§ **Tasks for this exercise**
**A.** In the forum thread below about the dependency service error, put this sentence into German: "I am actually connected to the internet, but my network is having problems, going on and off and not connecting to some of the computers on the network."
**B.** The reply in the forum thread below includes both Wireless Zero Configuration and WLAN AutoConfig in its list of services to check. Using the thread, explain in one to three sentences why it lists both.

§ **Quoted text**

--------------------------------------------------

# The dependency service or group failed to start.



## Lisie (Jul 26, 2007)

A few days ago, my laptop (Dell Inspiron 1520 running Vista SP1) bluescreened on me and wouldn't start up properly. After I started with last known good configuration, a number of problems cropped up, but the one that's bothering me is that the network connection icon is showing the following error message:
Connection status: unknown
The dependency service or group failed to start.
I am actually connected to the internet, but my network is having problems, going on and off and not connecting to some of the computers on the network. The Connect to a network dialogue is showing that I am connected the network with limited access.
I'd appreciate any advice on this, especially since I will probably shortly be back with more problems with this damn computer. Thanks!


----------



## johnwill (Sep 26, 2002)

Check your Services are Started on all PCs: 

COM+ Event System (for WZC issues)
Computer Browser
DHCP Client
DNS Client
Network Connections
Network Location Awareness
Remote Procedure Call (RPC)
Server
TCP/IP Netbios helper
Wireless Zero Configuration (XP wireless configurations)
WLAN AutoConfig (Vista wireless configurations)

--------------------------------------------------

§ **Raw data**

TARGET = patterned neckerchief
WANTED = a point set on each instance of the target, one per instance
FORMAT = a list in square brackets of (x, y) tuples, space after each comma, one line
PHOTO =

--------------------------------------------------

§ **Answer set**
**A.** Ich bin tatsächlich mit dem Internet verbunden, aber mein Netzwerk hat Probleme: Es fällt immer wieder aus und stellt keine Verbindung zu einigen Computern im Netzwerk her.

**B.** The reply says Wireless Zero Configuration is for XP wireless configurations and WLAN AutoConfig is for Vista wireless configurations. Each one covers wireless setup on a different version of Windows.